EXERCISE MATERIAL

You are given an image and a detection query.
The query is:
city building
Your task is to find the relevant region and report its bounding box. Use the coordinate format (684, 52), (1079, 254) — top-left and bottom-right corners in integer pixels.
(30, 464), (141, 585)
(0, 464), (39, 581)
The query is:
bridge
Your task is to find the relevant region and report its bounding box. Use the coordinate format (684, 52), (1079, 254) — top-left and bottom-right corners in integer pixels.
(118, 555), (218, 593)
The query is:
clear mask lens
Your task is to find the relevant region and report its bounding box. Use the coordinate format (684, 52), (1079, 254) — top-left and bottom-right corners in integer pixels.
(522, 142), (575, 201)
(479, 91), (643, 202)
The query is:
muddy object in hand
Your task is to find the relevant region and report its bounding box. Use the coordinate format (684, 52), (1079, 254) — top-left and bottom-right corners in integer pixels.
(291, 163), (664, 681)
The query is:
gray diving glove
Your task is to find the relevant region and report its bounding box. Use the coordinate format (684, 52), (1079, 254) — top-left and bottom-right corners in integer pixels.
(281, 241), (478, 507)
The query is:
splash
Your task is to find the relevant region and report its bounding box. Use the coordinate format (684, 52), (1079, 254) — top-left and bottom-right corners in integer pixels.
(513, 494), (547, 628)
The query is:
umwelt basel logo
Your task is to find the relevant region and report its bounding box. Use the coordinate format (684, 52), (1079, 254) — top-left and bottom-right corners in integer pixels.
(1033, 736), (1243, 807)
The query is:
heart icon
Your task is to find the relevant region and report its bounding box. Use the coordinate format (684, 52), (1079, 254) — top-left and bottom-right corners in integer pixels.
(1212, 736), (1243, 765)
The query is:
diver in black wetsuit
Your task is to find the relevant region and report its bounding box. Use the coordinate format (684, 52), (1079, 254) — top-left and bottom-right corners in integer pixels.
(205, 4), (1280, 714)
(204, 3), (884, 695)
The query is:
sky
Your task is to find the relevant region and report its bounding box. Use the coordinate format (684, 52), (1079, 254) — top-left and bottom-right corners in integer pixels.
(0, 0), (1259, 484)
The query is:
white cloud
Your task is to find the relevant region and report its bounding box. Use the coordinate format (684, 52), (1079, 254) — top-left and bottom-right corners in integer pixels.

WHAT IS NEEDED
Would you transcribe the whole listing, keeping every character the same?

ANSWER BOX
You are given an image and a detection query.
The query is:
city building
Your task is to find the relevant region and report its bounding box. Use the coordinate format (684, 52), (1079, 254) — top-left and bottom-right corners in integer pixels.
(30, 464), (141, 585)
(0, 464), (39, 581)
The query is:
bridge
Your task is to find the relevant region and report its bounding box. Use the coordinate format (684, 52), (1079, 254) — top-left and bottom-right corners in integer pixels.
(118, 555), (218, 593)
The query is:
clear mask lens
Your task is to find the relevant region and report its bounding box. Use the coordinate format (684, 52), (1079, 254) — top-left and bottom-right corners in integer pixels.
(522, 142), (575, 201)
(479, 91), (643, 202)
The query is:
muddy object in hand
Your task is to find the relevant region and report its bounding box. Use the coordinate format (684, 52), (1079, 254) — top-left and bottom-right corners in integer pixels.
(291, 163), (664, 681)
The query is:
gray diving glove
Your task is to find the relevant region and report its bounding box. Use the coordinate format (684, 52), (1079, 254) — top-left and bottom-right corners in integer pixels.
(281, 241), (478, 507)
The query is:
splash
Your task is to find the relevant region and report its bounding box. Use the coordinate format (684, 52), (1079, 254) — top-left and bottom-right corners in integer pixels.
(513, 494), (547, 628)
The query is:
umwelt basel logo
Your task is to find the relevant region and report its bounding box. Use the coordinate format (684, 52), (1079, 254) — top-left and bottom-right corners in integer pixels.
(1033, 736), (1243, 807)
The query is:
heart icon
Your task is to find the relevant region and report its bounding box. Use the coordinate format (684, 52), (1079, 254) — top-left and bottom-right corners in integer pixels.
(1212, 736), (1243, 765)
The query is:
diver in black wetsuit
Your task is to find the relevant region and report its bounding box. Use the coordinate format (684, 52), (1079, 254) — top-left and bottom-right corners in integer pixels.
(205, 4), (1280, 714)
(204, 3), (884, 695)
The query is:
sky
Your task is to find the relevant region and report its bounding box. Use the coordinate format (684, 52), (1079, 254) — top-left and bottom-right corners in integer pixels.
(0, 0), (1259, 484)
The query is:
white cloud
Your task is to find the relevant region and report its bounding box. Use the coordinate format (684, 52), (1079, 254) — top-left and bottom-right corners in integer pixels.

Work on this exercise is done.